• **TEXT SEGMENT**:
This notebook was run on Kaggle, using a P100 GPU.<br>
Based on Gemma 1.1 2B Instruct variant<br>
Fine Tuned using Lora (rank 16), and Databricks Dolly 15k Dataset<br>
Training process took ~3 hours<br>
Inspired by https://www.kaggle.com/code/nilaychauhan/fine-tune-gemma-models-in-keras-using-lora

In [1]:
import os
for dirname, _, filenames in os.walk('/kaggle/input'):
    for filename in filenames:
        print(os.path.join(dirname, filename))

# emptying cuda cache
import torch
torch.cuda.empty_cache() 

/kaggle/input/databricks-dolly-15k/README.md
/kaggle/input/databricks-dolly-15k/databricks-dolly-15k.jsonl
/kaggle/input/gemma/keras/gemma_1.1_instruct_2b_en/3/config.json
/kaggle/input/gemma/keras/gemma_1.1_instruct_2b_en/3/tokenizer.json
/kaggle/input/gemma/keras/gemma_1.1_instruct_2b_en/3/metadata.json
/kaggle/input/gemma/keras/gemma_1.1_instruct_2b_en/3/model.weights.h5
/kaggle/input/gemma/keras/gemma_1.1_instruct_2b_en/3/assets/tokenizer/vocabulary.spm


In [2]:
import os
# Backend
os.environ["KERAS_BACKEND"] = "torch"  # "jax", "torch" or "tensorflow".
os.environ["XLA_PYTHON_CLIENT_MEM_FRACTION"]="1.00"

In [3]:
import json

# Data importing for fine tuning
data = []
with open('/kaggle/input/databricks-dolly-15k/databricks-dolly-15k.jsonl') as file:
    for line in file:
        features = json.loads(line)

[Excerpts from a detection dataset]
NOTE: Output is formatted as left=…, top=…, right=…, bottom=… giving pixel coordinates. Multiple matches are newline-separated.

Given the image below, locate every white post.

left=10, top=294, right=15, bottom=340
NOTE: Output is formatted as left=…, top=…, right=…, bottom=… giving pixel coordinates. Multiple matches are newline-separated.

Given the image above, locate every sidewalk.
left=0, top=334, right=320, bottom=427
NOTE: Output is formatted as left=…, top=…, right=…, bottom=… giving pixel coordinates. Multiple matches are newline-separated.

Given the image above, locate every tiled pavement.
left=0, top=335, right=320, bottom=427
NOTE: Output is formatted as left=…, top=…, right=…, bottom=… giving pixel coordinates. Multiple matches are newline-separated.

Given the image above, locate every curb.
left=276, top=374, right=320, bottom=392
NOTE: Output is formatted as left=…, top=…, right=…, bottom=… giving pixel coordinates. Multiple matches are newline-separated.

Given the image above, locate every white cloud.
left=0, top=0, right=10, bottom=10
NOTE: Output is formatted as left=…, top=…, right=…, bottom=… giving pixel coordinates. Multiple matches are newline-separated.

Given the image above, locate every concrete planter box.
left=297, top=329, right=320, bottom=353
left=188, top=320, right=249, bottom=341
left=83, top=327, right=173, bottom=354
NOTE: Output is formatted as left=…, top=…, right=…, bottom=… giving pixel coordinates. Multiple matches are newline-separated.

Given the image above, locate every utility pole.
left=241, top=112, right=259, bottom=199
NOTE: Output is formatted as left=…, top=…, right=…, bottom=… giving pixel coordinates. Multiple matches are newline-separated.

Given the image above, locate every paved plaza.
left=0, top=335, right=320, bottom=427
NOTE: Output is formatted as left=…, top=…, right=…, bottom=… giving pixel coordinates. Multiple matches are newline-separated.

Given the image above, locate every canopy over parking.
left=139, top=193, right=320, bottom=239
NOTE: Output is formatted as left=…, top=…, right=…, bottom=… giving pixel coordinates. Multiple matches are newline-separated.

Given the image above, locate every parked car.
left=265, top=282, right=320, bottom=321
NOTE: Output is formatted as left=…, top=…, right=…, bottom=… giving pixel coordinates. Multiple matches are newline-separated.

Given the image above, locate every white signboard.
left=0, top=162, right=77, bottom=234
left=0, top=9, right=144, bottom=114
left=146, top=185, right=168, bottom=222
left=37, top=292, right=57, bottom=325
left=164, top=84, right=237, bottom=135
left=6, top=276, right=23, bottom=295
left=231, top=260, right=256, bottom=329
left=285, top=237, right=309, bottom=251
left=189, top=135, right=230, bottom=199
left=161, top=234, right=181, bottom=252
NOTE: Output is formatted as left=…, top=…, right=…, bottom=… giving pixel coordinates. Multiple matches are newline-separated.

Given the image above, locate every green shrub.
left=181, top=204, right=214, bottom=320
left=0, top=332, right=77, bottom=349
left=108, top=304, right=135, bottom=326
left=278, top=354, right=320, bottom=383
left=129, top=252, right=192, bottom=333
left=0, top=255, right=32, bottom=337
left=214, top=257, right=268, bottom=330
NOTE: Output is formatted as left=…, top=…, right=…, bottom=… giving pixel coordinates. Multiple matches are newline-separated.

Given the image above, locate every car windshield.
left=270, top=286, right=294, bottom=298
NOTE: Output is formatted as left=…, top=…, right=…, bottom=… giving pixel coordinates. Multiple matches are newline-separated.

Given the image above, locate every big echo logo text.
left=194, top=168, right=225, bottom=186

• **TASK REQUIREMENTS**:
1. Answer the following from the Gemma fine-tuning notebook:
(a) Which GPU was used to run the notebook?
(b) What rank was used for the LoRA fine-tuning?
(c) Which Keras backend does the code select?
2. Extend the code in the Gemma fine-tuning notebook, starting from its final line.

• **ANSWERS BELOW**:
1.
(a) A P100 GPU.
(b) Rank 16.
(c) The torch backend.

2.
        # Filter out examples with context, to keep it simple.
        if features["context"]:
            continue
        # Format the entire example as a single string.
        template = "Query:\n{instruction}\n\nResponse:\n{response}"
        data.append(template.format(**features))

In [4]:
import tensorflow as tf
import keras
import keras_nlp

# Memory growth limiter(to avoid using all GPU memory all at once)
gpus = tf.config.experimental.list_physical_devices('GPU')
if gpus:
    try:
        # Currently, memory growth needs to be the same across GPUs
        for gpu in gpus:
            tf.config.experimental.set_memory_growth(gpu, True)
        logical_gpus = tf.config.experimental.list_logical_devices('GPU')
        print(len(gpus), "Physical GPUs,", len(logical_gpus), "Logical GPUs")
    except RuntimeError as e:
        # Memory growth must be set before GPUs have been initialized
        print(e)

# Asynchronous allocation of cuda memory
os.environ['TF_GPU_ALLOCATOR'] = 'cuda_malloc_async'
gemma_2b=keras_nlp.models.GemmaCausalLM.from_preset('/kaggle/input/gemma/keras/gemma_1.1_instruct_2b_en/3')
gemma_2b.summary()

2024-04-18 10:54:01.686394: E external/local_xla/xla/stream_executor/cuda/cuda_dnn.cc:9261] Unable to register cuDNN factory: Attempting to register factory for plugin cuDNN when one has already been registered
2024-04-18 10:54:01.686508: E external/local_xla/xla/stream_executor/cuda/cuda_fft.cc:607] Unable to register cuFFT factory: Attempting to register factory for plugin cuFFT when one has already been registered
2024-04-18 10:54:01.820214: E external/local_xla/xla/stream_executor/cuda/cuda_blas.cc:1515] Unable to register cuBLAS factory: Attempting to register factory for plugin cuBLAS when one has already been registered


1 Physical GPUs, 1 Logical GPUs


normalizer.cc(51) LOG(INFO) precompiled_charsmap is empty. use identity normalization.


In [5]:
prompt=template.format(
instruction='Who are you?',
response='',
)
print(gemma_2b.generate(prompt, max_length=256))

Query:
Who are you?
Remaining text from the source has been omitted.